Hunt through the entries for the word "expected" and copy each line in which it appears.

━━━━━ Material supplied

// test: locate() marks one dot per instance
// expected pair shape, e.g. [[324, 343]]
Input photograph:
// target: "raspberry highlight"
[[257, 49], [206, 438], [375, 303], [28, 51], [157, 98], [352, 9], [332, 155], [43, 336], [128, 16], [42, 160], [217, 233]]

━━━━━━━━━━
━━━━━ Material supplied

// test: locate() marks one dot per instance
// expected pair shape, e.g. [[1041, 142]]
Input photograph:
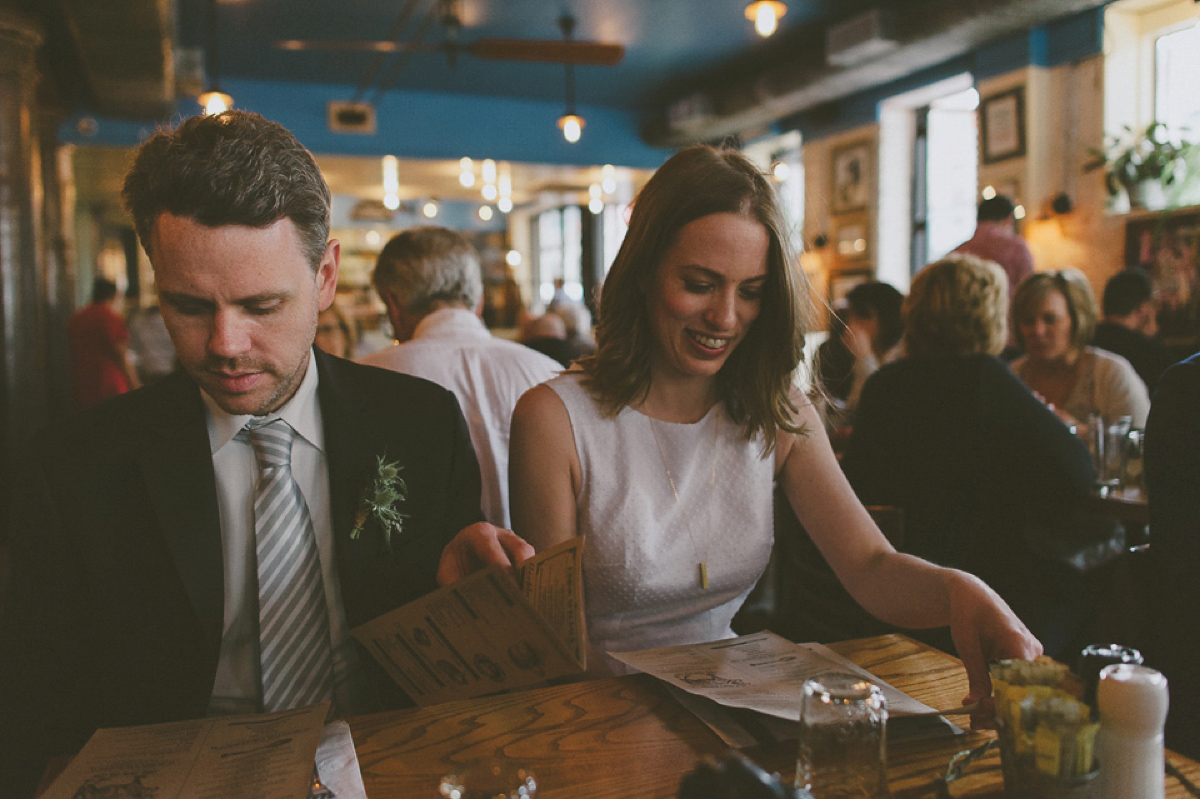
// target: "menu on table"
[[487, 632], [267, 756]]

━━━━━━━━━━

### Exercise answer
// expected pair shape, e.g. [[324, 343]]
// expected pair shape, e.g. [[1041, 142]]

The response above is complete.